> [Your objective] Give back the listing word for word, from top to bottom.

....

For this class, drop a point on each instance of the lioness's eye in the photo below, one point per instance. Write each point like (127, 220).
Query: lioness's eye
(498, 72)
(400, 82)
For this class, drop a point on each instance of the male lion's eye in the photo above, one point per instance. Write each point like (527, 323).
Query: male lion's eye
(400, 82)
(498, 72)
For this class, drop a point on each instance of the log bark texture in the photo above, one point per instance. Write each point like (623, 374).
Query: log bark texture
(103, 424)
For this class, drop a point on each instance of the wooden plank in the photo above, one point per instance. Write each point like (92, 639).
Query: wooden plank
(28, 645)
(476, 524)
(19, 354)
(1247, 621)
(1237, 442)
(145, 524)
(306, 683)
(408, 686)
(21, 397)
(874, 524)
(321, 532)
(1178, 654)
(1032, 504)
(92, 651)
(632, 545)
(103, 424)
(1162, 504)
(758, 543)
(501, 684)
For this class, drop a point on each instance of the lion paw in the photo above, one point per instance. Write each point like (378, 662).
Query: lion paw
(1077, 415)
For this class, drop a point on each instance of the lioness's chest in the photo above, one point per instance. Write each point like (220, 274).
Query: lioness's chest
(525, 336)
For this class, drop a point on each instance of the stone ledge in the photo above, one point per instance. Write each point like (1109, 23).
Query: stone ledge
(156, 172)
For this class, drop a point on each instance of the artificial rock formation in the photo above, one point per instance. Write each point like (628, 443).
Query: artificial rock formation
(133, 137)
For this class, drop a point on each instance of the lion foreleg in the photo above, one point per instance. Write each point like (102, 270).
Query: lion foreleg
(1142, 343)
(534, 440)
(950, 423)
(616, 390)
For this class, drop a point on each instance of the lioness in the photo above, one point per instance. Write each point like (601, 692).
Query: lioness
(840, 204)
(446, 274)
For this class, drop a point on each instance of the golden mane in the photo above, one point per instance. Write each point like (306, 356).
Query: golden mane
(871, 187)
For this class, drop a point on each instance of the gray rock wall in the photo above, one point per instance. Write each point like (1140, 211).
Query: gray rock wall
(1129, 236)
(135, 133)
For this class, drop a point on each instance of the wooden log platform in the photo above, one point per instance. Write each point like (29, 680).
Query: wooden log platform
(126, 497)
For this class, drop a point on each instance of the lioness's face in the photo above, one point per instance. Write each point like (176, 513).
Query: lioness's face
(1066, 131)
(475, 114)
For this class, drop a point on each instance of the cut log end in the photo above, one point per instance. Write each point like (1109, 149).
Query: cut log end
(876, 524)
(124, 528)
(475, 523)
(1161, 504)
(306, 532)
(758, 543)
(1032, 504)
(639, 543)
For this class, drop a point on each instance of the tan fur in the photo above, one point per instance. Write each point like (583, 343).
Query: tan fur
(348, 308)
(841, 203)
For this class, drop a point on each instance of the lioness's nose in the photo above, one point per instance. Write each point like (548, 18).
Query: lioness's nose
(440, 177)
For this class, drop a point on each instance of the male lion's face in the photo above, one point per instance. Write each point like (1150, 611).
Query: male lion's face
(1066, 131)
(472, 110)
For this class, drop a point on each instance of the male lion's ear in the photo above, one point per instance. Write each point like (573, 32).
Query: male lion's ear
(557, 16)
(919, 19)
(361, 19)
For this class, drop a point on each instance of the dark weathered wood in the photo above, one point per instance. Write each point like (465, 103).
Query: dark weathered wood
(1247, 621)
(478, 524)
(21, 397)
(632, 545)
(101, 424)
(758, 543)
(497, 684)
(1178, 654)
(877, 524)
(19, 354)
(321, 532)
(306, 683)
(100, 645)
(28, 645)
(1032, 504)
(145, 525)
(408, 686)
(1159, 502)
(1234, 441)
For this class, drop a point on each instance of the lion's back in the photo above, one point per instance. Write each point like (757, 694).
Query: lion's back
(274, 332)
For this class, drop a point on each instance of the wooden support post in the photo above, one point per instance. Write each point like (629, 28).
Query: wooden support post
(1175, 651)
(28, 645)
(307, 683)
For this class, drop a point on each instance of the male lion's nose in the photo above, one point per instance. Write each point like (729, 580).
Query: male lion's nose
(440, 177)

....

> [Response]
For this class, drop a point on each instance of the lioness's eye in the photo below, one point per instance. Write each point like (127, 220).
Query: lioness's eye
(498, 72)
(400, 82)
For this class, drop a point on each instance of the male lion's eye in the photo above, one point per instance. Write each point like (527, 323).
Query: male lion's eye
(400, 82)
(498, 72)
For this class, drop a point on each instance of the log bark texture in the photo above, one point per instance. Write each point like (623, 374).
Query: log bark texture
(103, 424)
For this class, drop a point on each instance of the wooden plank in the photo above, one point per instance. Write each point like (92, 639).
Query: wooden plank
(28, 645)
(476, 524)
(19, 354)
(1247, 621)
(1237, 442)
(145, 524)
(306, 683)
(408, 686)
(21, 397)
(874, 524)
(321, 532)
(1178, 654)
(1032, 504)
(92, 651)
(632, 545)
(103, 424)
(1162, 504)
(758, 543)
(501, 684)
For this class, drop a point on each instance of the lion paw in the photo above, one point per instance. Write each point like (378, 662).
Query: lion paw
(1077, 415)
For this class, drop a point on each instance of the lioness's chest in the photo above, one point per instance. Write each point like (220, 274).
Query: lioness's chest
(525, 336)
For this class, drop a point on each instance of the stone ledge in the photo above, one point per instance. Write each point like (1109, 23).
Query: stone ledge
(156, 172)
For this class, drop a point on each instance of the artificial rock formation in the photo above, one point per instance. Write each point like (628, 443).
Query: artificial rock formation
(133, 137)
For this class, drop a point on each instance of the lion foreleg in the photo above, one point per instance. Write each point like (102, 270).
Query: lion foreleg
(1142, 343)
(534, 440)
(950, 423)
(616, 390)
For this class, drop a point on each instance of the lioness in the photo above, one point per instance. Write each point like (601, 692).
Query: lioness
(840, 204)
(446, 274)
For this class, drop a point on each instance of the golden mane in the photo above, one point per instance. Write each point like (306, 356).
Query: golden mane
(871, 187)
For this class, drop a point on each instance of the gray rock wall in the photo above, one point per instance. Write each point like (1140, 211).
Query: gray rock wall
(1129, 236)
(135, 133)
For this class, drop a point on each instance of the wooden log platform in the photo above, one point per instance. Write each point like (29, 680).
Query: wooden log platform
(126, 497)
For this class, drop a point on each instance of the lioness's face in the photo above, one point per instance. Write each point like (176, 513).
Query: lioness's face
(1066, 131)
(475, 114)
For this class, drop a point on each instance of the cut log end in the photo above, one point per instance. Write each point like (1109, 149).
Query: cut log end
(876, 524)
(124, 528)
(475, 523)
(1161, 504)
(306, 532)
(758, 543)
(1032, 504)
(639, 543)
For this class, drop a point on each instance of the tan fur in the photo above, one point per instance. Write each point like (583, 343).
Query: tan fur
(348, 308)
(841, 203)
For this class, drop a point on each instance of the lioness's nose in the photo above, one point per instance. Write each point like (548, 18).
Query: lioness's nose
(440, 177)
For this class, drop a point on each instance of the male lion's face in the photo above, one point per instance. Write each point like (1150, 611).
Query: male lion's face
(1066, 131)
(472, 110)
For this class, drop a point on each instance of the male lion's ear in the photo above, one point per instance. Write each point like (573, 32).
Query: male lion's ear
(557, 16)
(919, 19)
(361, 19)
For this class, drop a point on each instance of the dark weathered wood in the photo above, one point per instance. Write each point like (465, 103).
Query: dark weathered wood
(1247, 621)
(478, 524)
(21, 397)
(632, 545)
(101, 424)
(758, 543)
(497, 684)
(1178, 654)
(877, 524)
(19, 354)
(321, 532)
(306, 683)
(100, 645)
(28, 645)
(1032, 504)
(145, 525)
(408, 686)
(1159, 502)
(1234, 441)
For this class, drop a point on each instance of the lion's back in the photo above, one point per instance. Write each point like (757, 694).
Query: lion's back
(274, 332)
For this class, drop a point on each instance of the wooden support post in the photo above, one point per instance. Write each point like (629, 28).
Query: wooden support post
(1175, 651)
(28, 645)
(307, 683)
For this class, drop a point on each instance of the male lion's nose in the photo above, one point per instance. Write each point like (729, 580).
Query: male lion's nose
(440, 177)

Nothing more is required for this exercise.